Compute how many lines in the listing below hold the string "metal", then state only the result.
Exercise input below:
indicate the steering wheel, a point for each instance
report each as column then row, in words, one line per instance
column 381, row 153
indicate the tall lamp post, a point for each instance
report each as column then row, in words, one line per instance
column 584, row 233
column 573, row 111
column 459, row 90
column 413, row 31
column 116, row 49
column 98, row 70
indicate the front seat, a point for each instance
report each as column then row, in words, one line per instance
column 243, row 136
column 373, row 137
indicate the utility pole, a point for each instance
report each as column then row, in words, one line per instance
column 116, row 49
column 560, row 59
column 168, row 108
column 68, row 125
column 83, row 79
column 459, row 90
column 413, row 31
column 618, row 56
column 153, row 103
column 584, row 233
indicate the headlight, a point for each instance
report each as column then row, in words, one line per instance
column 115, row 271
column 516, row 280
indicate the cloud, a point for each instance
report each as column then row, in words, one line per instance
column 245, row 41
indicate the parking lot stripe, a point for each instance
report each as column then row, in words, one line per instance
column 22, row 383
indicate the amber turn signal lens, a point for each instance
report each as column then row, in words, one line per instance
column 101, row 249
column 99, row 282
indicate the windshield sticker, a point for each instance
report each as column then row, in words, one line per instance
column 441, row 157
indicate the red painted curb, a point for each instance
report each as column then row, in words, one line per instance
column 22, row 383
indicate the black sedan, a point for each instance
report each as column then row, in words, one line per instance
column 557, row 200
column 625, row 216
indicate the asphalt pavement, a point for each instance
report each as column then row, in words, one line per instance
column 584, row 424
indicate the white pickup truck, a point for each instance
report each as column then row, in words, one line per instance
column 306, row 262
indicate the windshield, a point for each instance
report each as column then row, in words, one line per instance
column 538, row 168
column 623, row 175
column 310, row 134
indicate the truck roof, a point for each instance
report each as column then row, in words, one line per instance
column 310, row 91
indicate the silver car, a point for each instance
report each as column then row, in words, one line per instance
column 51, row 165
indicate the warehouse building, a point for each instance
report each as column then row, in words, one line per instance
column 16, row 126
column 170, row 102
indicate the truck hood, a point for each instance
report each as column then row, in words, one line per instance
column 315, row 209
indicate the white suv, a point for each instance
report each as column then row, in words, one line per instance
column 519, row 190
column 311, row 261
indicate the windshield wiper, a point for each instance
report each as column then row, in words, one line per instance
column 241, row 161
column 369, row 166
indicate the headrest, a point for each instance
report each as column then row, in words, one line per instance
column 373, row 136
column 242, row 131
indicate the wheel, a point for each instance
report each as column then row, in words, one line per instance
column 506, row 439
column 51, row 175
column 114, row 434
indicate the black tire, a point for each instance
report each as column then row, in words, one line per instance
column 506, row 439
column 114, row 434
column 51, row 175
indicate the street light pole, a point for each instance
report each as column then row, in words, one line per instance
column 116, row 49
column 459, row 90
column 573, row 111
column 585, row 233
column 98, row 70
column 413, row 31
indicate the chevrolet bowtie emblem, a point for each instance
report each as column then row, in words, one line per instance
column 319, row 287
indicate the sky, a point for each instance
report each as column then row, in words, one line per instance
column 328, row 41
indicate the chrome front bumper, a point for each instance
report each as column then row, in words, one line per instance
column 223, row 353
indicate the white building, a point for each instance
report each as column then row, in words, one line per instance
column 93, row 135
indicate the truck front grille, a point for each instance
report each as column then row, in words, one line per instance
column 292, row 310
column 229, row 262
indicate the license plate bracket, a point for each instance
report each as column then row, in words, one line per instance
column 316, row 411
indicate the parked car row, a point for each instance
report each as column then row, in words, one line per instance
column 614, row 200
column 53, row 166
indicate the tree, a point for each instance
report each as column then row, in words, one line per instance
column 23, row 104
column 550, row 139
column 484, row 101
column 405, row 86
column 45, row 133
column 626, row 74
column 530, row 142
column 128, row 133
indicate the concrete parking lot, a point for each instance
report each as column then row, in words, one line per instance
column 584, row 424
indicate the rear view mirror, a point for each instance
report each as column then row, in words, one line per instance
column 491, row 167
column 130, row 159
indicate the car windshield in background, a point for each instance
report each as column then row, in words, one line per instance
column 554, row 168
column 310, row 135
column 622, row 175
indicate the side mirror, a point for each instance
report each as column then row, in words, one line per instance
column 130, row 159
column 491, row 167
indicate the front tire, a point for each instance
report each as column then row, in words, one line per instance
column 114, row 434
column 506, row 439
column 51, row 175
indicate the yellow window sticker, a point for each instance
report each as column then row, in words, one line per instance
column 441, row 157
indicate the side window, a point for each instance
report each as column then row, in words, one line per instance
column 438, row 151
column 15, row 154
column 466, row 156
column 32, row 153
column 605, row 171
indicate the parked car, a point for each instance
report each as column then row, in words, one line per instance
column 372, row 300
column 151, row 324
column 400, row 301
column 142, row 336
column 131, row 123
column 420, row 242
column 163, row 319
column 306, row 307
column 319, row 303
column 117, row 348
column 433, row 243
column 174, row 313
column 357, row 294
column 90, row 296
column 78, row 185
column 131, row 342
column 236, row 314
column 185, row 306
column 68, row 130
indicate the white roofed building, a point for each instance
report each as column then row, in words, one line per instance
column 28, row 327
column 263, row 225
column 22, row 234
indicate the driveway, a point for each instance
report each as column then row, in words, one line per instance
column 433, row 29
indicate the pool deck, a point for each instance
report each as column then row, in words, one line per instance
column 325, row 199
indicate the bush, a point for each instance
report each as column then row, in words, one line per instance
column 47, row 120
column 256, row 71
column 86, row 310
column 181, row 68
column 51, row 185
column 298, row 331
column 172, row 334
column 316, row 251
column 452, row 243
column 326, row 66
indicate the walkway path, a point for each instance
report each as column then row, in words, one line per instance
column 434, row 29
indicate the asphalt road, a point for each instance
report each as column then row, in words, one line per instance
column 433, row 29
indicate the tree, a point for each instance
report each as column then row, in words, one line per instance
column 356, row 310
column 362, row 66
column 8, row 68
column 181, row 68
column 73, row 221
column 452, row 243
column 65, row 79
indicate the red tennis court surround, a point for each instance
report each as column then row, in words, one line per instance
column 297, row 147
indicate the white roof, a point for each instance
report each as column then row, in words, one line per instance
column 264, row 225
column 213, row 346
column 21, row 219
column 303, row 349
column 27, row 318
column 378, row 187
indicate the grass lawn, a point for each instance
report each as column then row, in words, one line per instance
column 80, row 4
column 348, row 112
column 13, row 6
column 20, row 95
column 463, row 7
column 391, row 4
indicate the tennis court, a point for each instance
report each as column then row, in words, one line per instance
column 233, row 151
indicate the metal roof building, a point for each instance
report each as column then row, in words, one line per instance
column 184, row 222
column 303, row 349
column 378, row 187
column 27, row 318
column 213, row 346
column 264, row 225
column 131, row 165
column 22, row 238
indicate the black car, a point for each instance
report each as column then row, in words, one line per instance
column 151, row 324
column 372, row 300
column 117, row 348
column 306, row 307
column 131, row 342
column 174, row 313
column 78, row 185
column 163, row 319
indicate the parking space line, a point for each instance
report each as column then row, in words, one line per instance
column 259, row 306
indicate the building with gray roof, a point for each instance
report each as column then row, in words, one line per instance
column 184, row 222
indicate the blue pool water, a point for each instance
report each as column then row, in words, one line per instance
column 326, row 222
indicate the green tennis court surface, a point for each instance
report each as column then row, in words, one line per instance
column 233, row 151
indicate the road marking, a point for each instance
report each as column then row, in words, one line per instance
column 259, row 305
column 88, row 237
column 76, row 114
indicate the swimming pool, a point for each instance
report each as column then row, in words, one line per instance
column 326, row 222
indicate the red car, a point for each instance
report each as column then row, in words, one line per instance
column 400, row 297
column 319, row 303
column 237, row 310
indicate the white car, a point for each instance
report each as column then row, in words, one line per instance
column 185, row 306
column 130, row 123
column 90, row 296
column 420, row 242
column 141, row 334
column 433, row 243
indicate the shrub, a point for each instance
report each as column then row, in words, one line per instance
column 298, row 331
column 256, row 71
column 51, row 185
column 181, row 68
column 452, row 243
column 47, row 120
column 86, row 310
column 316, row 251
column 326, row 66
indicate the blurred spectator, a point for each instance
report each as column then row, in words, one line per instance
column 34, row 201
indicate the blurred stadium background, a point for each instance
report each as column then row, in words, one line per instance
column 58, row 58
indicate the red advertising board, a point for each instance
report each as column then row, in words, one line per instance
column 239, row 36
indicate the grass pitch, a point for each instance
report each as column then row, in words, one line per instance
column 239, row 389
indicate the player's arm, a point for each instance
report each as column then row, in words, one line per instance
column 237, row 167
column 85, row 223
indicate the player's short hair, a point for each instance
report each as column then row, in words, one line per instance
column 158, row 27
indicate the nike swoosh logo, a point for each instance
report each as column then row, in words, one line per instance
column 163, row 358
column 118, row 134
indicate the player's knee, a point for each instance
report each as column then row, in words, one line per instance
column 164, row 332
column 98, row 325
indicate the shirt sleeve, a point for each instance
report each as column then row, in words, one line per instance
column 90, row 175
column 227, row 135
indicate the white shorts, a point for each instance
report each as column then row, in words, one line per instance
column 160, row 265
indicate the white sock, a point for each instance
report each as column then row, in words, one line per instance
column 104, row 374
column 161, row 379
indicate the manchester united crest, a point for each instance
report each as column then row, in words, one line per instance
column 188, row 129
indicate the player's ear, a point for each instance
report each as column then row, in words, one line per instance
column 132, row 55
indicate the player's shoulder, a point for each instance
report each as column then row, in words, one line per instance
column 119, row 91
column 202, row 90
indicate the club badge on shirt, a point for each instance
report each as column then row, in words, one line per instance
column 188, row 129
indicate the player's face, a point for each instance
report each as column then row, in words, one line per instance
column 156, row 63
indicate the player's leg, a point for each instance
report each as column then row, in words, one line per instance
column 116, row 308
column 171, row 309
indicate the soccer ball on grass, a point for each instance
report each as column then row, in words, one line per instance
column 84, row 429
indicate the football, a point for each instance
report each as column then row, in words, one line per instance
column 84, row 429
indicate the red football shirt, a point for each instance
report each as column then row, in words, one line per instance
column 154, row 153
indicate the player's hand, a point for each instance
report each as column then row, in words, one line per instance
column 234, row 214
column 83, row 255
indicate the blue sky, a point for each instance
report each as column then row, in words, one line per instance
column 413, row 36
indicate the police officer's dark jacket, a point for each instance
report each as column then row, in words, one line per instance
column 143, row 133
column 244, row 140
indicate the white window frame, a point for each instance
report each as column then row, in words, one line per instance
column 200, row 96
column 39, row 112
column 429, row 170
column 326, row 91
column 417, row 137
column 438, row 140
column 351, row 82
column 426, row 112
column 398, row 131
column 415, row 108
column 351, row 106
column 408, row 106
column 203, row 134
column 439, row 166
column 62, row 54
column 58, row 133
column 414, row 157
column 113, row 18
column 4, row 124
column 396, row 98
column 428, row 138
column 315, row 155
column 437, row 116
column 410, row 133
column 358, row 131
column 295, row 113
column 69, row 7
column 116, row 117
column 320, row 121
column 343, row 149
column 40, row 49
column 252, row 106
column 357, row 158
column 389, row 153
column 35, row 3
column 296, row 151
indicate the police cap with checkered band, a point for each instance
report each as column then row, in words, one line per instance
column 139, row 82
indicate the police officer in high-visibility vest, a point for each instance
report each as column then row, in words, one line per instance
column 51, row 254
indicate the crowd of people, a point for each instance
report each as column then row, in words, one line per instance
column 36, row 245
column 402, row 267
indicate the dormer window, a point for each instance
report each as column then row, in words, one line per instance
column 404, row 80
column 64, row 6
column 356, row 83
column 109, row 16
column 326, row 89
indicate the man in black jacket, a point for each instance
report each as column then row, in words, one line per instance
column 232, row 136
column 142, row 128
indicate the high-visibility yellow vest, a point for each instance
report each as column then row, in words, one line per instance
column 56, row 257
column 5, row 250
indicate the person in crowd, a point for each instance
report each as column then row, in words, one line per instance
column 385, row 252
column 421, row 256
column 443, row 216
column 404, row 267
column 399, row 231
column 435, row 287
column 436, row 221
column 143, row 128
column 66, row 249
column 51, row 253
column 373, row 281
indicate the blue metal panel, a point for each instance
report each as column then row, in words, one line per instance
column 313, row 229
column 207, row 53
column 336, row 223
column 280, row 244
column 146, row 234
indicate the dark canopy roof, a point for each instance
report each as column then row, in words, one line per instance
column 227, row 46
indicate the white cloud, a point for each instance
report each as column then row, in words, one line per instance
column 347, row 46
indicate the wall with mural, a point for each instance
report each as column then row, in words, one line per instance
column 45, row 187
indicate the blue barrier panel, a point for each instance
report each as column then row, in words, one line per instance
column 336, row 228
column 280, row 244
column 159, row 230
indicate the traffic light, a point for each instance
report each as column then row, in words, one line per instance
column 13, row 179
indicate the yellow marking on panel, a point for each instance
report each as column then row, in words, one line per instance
End of Exercise input.
*Response area*
2